La iniciativa que siguió a la publicación de este decreto, generó un problema mayor: proponía la adición de un artículo 21 Ter a la Ley Federal del Presupuesto y Responsabilidad Hacendaria, reglamentaria del artículo 74 fracción IV, 75, 126, 127 y 134 de la Constitución, que en síntesis establecen las facultades de la Cámara de Diputados para la aprobación del Presupuesto de Egresos de la Federación y los regímenes de remuneraciones de los funcionarios en los tres niveles de gobierno, además de los principios a los que deberá ajustarse la administración de los recursos económicos por parte de la Federación, las entidades federativas, la Ciudad de México y los municipios. Bien, pues en consistencia con el decreto que le antecedió, la iniciativa proponía que
En caso de que durante el ejercicio fiscal se presenten emergencias económicas en el país, la Secretaría (SHCP) podrá reorientar recursos asignados en el Presupuesto de Egresos para destinarlos a mantener la ejecución de los proyectos y acciones prioritarios de la administración pública federal y fomentar la actividad económica del país, atender emergencias de salud y programas en beneficio de la sociedad.26
A la ambigüedad de nociones tales como “emergencias económicas en el país” (Roldán, J., 2020) y el notorio conflicto de esta redacción con diversas disposiciones constitucionales, en particular con el artículo 74 fracción IV, se sumaba la amenaza de concentración de poder y socavamiento del principio de separación de poderes. La academia y el foro jurídico señalaron la notoria inconstitucionalidad de la iniciativa al entrar en colisión con el artículo 49 de la Constitución, que prohíbe que dos o más poderes se reúnan en una sola persona o corporación, ni depositarse el legislativo en un solo individuo, salvo el caso de las facultades extraordinarias del Ejecutivo previstas en el propio texto constitucional. Al momento de escribir estas líneas, todavía no se discute la iniciativa del Ejecutivo en el Congreso. Pero basta señalar que esta última incursión transformadora del gobierno proyecta de forma elocuente la particular concepción que tienen el presidente y su administración, sobre el estado de derecho, la separación de poderes, el principio de legalidad y la supremacía de la Constitución27.
Los casos del Memorándum y del discurso que se hizo decreto y del decreto que se convirtió en iniciativa de ley, reflejan la abierta ilegalidad con la que ha actuado el gobierno y hacen pensar que su interpretación del respaldo mayoritario de la elección presidencial es la de un cheque en blanco. Con este tipo de acciones, ha demostrado una renovada tendencia a la exaltación de la figura del presidente y a una creciente concentración de poder que paradójicamente tiende a aproximarse a los periodos históricos que el propio presidente ha criticado, como el porfiriato. Curiosamente, así como en el periodo porfirista, el lema fue mucha administración y poca política, parece que el actual gobierno ha implementado esta misma máxima, pero al revés: mucha política y poca administración.

===============

| Objetivo del ejercicio |
Por favor, devuelve literalmente el fragmento del texto que empieza en las palabras que contienen "Los casos del" y termina después de "y poca administración.". Los registros no intervienen en esto.

| Registros proporcionados |
===============

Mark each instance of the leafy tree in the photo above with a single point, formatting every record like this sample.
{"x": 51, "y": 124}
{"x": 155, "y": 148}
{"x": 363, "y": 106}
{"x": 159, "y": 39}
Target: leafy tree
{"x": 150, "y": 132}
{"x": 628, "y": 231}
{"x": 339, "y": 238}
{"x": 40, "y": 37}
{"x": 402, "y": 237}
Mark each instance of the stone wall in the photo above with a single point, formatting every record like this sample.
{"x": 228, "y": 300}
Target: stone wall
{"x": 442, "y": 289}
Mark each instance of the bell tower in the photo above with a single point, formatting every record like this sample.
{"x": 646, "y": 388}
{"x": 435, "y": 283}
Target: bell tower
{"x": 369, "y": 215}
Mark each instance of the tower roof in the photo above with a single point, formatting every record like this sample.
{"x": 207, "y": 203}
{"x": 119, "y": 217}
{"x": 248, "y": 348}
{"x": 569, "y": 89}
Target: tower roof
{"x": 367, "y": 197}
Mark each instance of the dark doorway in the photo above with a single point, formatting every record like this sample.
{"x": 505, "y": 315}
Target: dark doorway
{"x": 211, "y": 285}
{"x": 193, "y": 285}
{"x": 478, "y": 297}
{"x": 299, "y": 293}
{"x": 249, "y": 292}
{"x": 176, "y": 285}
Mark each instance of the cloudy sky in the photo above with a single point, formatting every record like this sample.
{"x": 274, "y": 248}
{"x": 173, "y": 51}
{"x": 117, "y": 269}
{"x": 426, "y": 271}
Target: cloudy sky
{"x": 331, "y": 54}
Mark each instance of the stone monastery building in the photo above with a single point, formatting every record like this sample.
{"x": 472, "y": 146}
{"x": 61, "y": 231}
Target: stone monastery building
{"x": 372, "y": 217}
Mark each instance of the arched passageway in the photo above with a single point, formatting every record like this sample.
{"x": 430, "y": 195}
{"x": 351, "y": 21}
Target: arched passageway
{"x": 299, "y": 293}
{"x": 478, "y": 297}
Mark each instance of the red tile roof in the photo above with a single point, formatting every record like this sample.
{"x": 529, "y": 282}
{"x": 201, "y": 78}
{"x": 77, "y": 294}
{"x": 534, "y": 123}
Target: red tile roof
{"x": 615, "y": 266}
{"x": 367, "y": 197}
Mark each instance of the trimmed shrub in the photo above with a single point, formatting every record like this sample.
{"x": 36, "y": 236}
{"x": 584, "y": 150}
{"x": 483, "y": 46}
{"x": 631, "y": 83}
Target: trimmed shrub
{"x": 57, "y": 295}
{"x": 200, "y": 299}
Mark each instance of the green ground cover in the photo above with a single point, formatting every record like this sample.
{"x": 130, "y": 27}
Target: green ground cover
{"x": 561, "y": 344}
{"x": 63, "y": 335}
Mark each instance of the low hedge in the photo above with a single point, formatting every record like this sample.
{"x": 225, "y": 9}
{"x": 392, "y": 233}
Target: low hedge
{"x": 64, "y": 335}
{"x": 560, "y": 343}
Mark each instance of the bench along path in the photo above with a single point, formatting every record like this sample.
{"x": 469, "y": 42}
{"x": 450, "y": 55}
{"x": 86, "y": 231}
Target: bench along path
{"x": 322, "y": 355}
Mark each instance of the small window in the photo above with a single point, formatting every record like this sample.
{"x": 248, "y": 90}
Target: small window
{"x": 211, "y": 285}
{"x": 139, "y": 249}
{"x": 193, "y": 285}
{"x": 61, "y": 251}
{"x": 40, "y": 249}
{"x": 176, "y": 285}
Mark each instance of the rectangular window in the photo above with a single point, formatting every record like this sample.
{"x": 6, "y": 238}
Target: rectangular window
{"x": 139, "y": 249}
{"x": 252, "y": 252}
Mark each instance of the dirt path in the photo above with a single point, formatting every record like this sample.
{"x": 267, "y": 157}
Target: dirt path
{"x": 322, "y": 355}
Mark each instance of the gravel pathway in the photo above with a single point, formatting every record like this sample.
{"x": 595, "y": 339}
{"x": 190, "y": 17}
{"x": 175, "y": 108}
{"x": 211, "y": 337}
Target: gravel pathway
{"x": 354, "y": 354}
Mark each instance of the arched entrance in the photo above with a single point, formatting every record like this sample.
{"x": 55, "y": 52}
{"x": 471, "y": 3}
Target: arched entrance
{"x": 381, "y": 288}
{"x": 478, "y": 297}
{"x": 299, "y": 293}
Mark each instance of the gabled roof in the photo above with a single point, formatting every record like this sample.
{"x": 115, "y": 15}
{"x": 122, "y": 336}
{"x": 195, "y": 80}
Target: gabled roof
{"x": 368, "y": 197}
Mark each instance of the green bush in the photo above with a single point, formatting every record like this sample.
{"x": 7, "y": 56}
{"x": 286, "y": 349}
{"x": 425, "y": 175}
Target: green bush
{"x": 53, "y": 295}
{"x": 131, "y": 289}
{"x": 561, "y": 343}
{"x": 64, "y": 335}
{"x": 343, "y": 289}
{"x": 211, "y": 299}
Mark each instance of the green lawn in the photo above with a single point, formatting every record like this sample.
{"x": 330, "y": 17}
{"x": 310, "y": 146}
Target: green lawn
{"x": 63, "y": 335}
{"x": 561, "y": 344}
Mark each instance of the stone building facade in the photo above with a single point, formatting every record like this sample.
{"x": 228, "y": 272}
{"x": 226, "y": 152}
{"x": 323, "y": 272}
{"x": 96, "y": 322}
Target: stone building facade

===============

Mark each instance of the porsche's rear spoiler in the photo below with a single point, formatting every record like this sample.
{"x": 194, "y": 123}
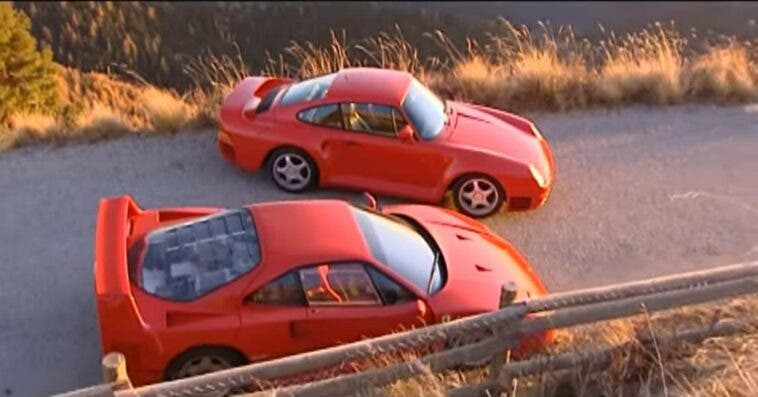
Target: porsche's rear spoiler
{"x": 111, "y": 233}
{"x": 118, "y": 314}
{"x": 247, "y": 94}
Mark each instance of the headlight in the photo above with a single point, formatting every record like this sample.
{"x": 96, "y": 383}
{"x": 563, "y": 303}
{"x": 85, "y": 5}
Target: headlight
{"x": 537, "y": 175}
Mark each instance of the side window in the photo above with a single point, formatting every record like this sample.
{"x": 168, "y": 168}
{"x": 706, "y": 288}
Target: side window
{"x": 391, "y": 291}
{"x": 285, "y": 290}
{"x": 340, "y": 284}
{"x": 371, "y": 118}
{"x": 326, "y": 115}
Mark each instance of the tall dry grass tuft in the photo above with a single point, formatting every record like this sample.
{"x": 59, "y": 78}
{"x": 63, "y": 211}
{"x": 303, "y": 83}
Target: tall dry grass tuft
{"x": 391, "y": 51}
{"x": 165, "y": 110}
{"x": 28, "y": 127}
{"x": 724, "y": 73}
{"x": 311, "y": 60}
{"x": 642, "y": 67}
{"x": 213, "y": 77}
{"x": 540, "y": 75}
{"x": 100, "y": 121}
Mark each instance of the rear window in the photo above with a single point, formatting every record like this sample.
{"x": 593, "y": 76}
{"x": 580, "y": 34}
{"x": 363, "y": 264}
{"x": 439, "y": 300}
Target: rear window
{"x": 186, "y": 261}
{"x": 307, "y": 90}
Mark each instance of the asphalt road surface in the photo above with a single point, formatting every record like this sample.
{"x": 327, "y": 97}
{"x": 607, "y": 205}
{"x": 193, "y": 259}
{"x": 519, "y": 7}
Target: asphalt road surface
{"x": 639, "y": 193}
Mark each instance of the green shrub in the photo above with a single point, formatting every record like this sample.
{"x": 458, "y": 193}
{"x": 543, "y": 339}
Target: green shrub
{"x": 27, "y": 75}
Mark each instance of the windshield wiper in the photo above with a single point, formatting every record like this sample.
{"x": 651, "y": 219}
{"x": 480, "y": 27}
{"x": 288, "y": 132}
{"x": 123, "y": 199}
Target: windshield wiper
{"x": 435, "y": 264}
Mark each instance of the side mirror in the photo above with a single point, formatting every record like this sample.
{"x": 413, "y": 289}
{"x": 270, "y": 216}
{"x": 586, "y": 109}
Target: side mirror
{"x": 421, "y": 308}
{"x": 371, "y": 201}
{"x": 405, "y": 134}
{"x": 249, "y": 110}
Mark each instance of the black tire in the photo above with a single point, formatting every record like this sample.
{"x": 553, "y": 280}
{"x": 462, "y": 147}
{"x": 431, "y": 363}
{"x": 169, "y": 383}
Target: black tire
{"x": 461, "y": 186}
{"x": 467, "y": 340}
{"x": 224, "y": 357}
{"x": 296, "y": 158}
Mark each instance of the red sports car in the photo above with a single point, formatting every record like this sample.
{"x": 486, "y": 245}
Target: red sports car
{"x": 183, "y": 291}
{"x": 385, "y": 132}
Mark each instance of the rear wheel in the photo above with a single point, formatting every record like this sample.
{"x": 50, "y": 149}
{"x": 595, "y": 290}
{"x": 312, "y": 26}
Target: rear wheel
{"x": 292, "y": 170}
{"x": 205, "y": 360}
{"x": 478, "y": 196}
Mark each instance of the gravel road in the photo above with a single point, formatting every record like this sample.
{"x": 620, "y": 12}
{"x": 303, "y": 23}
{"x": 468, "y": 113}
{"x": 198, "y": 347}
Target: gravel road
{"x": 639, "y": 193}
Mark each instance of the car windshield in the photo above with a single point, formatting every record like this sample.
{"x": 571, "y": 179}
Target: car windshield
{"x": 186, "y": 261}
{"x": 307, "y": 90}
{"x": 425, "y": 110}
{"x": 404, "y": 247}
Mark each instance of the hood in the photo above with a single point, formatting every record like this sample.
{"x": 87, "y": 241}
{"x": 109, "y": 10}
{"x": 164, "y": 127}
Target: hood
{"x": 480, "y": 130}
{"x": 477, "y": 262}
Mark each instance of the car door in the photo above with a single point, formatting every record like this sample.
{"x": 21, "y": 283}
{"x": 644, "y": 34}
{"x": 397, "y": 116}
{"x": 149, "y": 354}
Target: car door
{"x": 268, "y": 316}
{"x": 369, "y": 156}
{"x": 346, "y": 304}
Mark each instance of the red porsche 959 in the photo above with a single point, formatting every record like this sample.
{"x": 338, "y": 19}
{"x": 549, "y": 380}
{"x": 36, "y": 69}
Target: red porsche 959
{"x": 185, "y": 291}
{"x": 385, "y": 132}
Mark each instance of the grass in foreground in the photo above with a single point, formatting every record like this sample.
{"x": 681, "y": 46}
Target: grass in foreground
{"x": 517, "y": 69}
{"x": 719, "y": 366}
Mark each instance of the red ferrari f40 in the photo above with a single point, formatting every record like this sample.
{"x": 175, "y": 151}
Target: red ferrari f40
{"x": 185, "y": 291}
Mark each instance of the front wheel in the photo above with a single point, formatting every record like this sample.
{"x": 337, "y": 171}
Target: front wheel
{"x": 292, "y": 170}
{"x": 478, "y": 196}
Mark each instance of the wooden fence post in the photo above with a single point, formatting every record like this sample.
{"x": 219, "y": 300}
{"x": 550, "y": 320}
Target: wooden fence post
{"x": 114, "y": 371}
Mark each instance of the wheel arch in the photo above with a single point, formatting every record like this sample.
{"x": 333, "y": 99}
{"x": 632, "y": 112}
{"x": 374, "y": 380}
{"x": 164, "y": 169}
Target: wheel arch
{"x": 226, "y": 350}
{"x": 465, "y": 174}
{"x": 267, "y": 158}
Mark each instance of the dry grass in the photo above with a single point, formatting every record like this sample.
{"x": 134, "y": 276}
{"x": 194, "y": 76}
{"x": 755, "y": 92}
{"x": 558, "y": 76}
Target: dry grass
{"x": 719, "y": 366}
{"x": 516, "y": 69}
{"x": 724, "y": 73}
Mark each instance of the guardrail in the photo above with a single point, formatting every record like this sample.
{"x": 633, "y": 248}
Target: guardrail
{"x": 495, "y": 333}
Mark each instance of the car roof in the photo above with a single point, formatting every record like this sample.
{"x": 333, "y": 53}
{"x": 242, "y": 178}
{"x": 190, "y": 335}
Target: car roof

===============

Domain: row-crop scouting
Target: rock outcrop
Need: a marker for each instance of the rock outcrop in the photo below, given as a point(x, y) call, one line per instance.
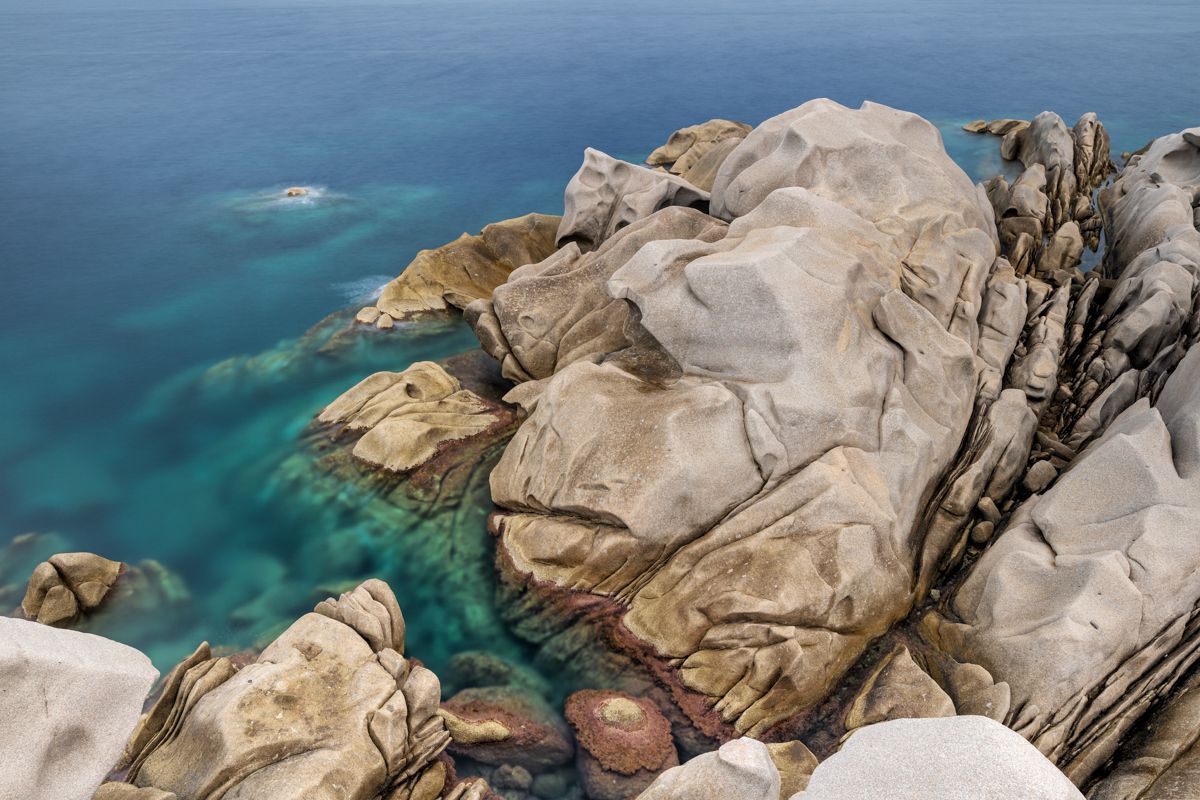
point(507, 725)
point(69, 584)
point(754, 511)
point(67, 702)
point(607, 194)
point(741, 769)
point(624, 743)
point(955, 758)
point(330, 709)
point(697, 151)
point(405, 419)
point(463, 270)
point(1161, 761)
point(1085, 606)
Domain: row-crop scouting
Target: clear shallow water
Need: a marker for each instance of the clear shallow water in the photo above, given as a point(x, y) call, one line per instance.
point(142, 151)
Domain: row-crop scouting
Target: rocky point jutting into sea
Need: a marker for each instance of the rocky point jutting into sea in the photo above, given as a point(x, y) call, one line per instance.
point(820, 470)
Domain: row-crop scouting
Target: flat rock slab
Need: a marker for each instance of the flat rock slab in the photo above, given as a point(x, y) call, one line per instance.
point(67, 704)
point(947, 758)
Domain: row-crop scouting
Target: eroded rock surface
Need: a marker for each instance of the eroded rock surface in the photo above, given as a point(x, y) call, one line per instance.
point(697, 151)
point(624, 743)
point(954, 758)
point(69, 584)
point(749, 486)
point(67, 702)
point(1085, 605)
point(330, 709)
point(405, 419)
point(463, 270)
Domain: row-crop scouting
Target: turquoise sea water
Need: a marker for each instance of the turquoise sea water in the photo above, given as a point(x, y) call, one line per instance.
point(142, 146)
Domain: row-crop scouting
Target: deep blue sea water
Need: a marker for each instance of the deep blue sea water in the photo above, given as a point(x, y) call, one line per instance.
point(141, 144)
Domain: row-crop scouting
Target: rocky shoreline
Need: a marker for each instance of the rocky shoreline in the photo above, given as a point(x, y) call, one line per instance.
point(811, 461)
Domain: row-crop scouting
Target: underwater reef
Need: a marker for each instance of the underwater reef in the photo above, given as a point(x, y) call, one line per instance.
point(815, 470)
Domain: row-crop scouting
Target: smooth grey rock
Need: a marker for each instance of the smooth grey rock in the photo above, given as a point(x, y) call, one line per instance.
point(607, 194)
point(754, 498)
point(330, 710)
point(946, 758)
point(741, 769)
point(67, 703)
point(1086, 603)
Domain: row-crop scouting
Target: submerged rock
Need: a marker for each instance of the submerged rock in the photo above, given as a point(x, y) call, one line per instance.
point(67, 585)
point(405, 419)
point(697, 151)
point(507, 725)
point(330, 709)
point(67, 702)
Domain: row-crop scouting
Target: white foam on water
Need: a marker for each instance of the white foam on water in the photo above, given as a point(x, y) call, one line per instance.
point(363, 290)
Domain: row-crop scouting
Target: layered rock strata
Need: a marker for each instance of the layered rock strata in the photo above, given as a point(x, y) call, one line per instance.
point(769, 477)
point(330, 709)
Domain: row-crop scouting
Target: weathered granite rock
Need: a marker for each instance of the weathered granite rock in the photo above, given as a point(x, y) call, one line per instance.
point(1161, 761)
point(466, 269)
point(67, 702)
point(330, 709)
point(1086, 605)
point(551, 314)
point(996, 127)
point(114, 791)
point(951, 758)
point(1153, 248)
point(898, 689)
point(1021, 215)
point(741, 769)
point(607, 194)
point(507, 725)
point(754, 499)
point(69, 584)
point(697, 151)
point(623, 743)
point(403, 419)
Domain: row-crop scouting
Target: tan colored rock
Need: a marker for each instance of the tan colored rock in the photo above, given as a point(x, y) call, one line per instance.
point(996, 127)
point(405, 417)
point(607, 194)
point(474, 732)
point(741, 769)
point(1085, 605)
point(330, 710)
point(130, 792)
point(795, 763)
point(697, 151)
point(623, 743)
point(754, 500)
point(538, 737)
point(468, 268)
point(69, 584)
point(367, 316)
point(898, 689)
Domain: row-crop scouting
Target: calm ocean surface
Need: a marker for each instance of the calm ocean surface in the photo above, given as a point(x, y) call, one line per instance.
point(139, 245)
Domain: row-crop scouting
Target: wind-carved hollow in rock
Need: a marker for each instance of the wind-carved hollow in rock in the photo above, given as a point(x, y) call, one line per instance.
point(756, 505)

===============

| Resultado del ejercicio |
Los casos del Memorándum y del discurso que se hizo decreto y del decreto que se convirtió en iniciativa de ley, reflejan la abierta ilegalidad con la que ha actuado el gobierno y hacen pensar que su interpretación del respaldo mayoritario de la elección presidencial es la de un cheque en blanco. Con este tipo de acciones, ha demostrado una renovada tendencia a la exaltación de la figura del presidente y a una creciente concentración de poder que paradójicamente tiende a aproximarse a los periodos históricos que el propio presidente ha criticado, como el porfiriato. Curiosamente, así como en el periodo porfirista, el lema fue mucha administración y poca política, parece que el actual gobierno ha implementado esta misma máxima, pero al revés: mucha política y poca administración.